━━ Dataset entries ━━

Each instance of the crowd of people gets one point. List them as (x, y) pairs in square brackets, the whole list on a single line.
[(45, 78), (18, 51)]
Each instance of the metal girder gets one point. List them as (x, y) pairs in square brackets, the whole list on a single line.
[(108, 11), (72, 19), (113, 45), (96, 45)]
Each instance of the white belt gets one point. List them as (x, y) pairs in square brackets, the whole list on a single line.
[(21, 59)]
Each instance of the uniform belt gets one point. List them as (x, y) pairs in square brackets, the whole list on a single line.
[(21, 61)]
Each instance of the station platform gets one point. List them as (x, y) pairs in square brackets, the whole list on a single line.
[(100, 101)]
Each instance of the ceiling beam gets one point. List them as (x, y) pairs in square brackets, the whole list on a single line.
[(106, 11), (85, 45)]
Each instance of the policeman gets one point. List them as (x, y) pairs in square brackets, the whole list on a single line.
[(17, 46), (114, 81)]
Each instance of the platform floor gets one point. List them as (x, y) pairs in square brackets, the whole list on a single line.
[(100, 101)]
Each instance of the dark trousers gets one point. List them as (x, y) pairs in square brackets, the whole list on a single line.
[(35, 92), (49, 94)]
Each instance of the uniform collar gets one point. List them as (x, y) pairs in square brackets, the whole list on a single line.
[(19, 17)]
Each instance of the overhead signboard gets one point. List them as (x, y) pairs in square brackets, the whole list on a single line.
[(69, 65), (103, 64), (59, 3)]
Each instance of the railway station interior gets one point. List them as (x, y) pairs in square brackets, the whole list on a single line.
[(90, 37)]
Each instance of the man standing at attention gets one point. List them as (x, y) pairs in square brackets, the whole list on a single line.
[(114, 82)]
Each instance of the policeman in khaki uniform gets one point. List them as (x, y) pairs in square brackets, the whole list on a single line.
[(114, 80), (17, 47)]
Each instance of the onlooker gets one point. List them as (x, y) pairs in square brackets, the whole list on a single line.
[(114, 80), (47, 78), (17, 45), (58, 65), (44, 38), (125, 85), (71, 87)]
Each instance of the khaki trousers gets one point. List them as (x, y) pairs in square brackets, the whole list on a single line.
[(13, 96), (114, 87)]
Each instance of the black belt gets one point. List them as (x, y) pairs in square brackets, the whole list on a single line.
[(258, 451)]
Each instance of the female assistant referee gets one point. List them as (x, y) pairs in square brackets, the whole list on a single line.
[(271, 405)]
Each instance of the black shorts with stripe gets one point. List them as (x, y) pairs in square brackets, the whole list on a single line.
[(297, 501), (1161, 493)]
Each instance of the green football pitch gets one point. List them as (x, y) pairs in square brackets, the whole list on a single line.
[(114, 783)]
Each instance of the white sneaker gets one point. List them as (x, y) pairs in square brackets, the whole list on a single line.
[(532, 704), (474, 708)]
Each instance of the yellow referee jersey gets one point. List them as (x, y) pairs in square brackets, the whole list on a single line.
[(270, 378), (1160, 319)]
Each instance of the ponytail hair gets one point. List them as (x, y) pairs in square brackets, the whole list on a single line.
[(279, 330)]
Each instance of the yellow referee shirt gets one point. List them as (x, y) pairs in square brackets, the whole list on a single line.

━━━

» How to complete this task
Give back the records above, character for character.

» Task result
Each instance of the crowd of people gets one point. List them as (x, y) pairs in square brackets, the whole list on a single line.
[(45, 78), (18, 51)]
Each instance of the metal girder gets one point. List them as (x, y) pairs in square brackets, the whole list on a single line.
[(108, 11), (72, 19), (113, 45), (96, 45)]
Each instance of the white belt gets one point. List them as (x, y) pairs in square brackets, the whole list on a single line.
[(21, 59)]
Each instance of the uniform belt gets one point. List them as (x, y) pairs in square brackets, the whole list on a single line.
[(21, 61)]
Each instance of the station platform gets one point. List them as (x, y) pairs in square brackets, the whole list on a single line.
[(100, 101)]
Each instance of the ceiling beam gets one point. List them as (x, y) pairs in square brackets, the whole list on a single line.
[(106, 11), (85, 45)]
Each instance of the policeman gets one point. List them as (x, y) pairs in square brackets, the whole list on a single line.
[(17, 46), (114, 81)]
Each instance of the platform floor gets one point. List them as (x, y) pairs in square brackets, the whole list on a single line.
[(100, 101)]
Each instance of the dark trousers gets one point. List them as (x, y) pairs in square brackets, the whole list on a single line.
[(35, 92), (49, 94)]
Each instance of the uniform collar gets one point. List them as (x, y) pairs in square brackets, the whole list on a single line.
[(19, 17)]
Each instance of the overhead signboard gets one point. List them as (x, y) pairs in square brackets, the whole list on a single line.
[(69, 65), (103, 64), (59, 3)]
Each instance of the railway station interior gets one point. List them as (x, y) pairs in square brackets, the whole list on a single line.
[(90, 37)]
Each instance of the man standing at attention gets one point. List them as (x, y) pairs in square brackets, the whole list on a single line.
[(114, 82)]
Each instance of the policeman in khaki uniform gets one point. List them as (x, y) pairs in square brackets, the whole list on a single line.
[(114, 80), (17, 47)]
Each instance of the onlooker gets one point. List them as (x, y) pairs in square brackets, the whole list on a single line.
[(114, 80), (47, 78), (17, 45), (58, 65), (44, 38), (125, 85), (71, 87)]
Each instance of the khaki trousers gets one point. List them as (x, y) pairs in square brackets, the whole list on a single line.
[(13, 96), (114, 87)]
Each instance of the black belt gets one point. List them as (x, y) pairs in square brackets, the whole list on a single line.
[(258, 451)]
Each instance of the female assistant referee gets one point. List them as (x, y) pairs in square brackets, the whole list on a single line.
[(271, 405)]
Each instance of the black shorts with stripe gets one point. List them as (x, y) pairs in square brackets, the whole list on a single line.
[(297, 501), (1161, 493)]
Each instance of the green football pitch gets one point. List them as (x, y) pairs in square brackets, the whole list on a single line.
[(114, 783)]
Each instance of the white sneaker gets one point. List them as (x, y) pairs in square brackets, the whole list on a single line.
[(532, 704), (474, 708)]
Each instance of the yellow referee jersey gets one point. List them as (x, y) pairs in square brackets, the whole list on a single line.
[(270, 378), (1160, 319)]
Each instance of the ponytail hair gets one point. List them as (x, y) pairs in square brackets, the whole list on a single line.
[(279, 330)]
Each instance of the yellow referee shirt gets one point. List them as (x, y) pairs in square brackets, the whole list on a single line.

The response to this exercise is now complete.